## Begin RECORDS TO PROCESS
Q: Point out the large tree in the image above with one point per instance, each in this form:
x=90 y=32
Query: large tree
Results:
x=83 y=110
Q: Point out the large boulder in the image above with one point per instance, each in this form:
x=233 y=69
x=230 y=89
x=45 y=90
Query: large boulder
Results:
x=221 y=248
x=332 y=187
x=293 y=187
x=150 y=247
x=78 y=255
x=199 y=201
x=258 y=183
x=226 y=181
## End RECORDS TO PROCESS
## Begin RECORDS TO PROCESS
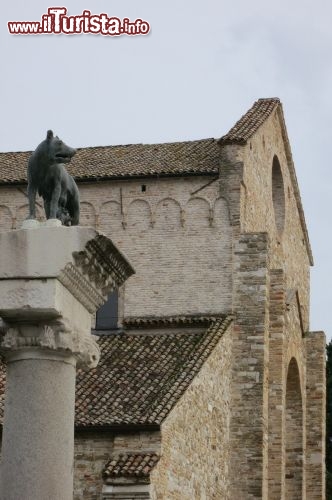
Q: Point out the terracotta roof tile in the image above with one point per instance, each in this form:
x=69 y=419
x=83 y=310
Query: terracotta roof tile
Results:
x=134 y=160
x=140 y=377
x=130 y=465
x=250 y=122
## End RECORDS TO PROCESS
== SET PROBLEM ==
Please rewrite the records starting at the line with "Q: Point out the terracotta" and ending at the line with "x=250 y=122", putting "floor tile" wherever "roof tile" appears and leaving everything else unchanged. Give only those lines.

== SOLUTION ==
Q: Point out the terracotta floor tile in the image above with one point per instance, each in this form:
x=69 y=419
x=83 y=310
Query: terracotta floor tile
Results:
x=134 y=160
x=140 y=377
x=130 y=465
x=250 y=122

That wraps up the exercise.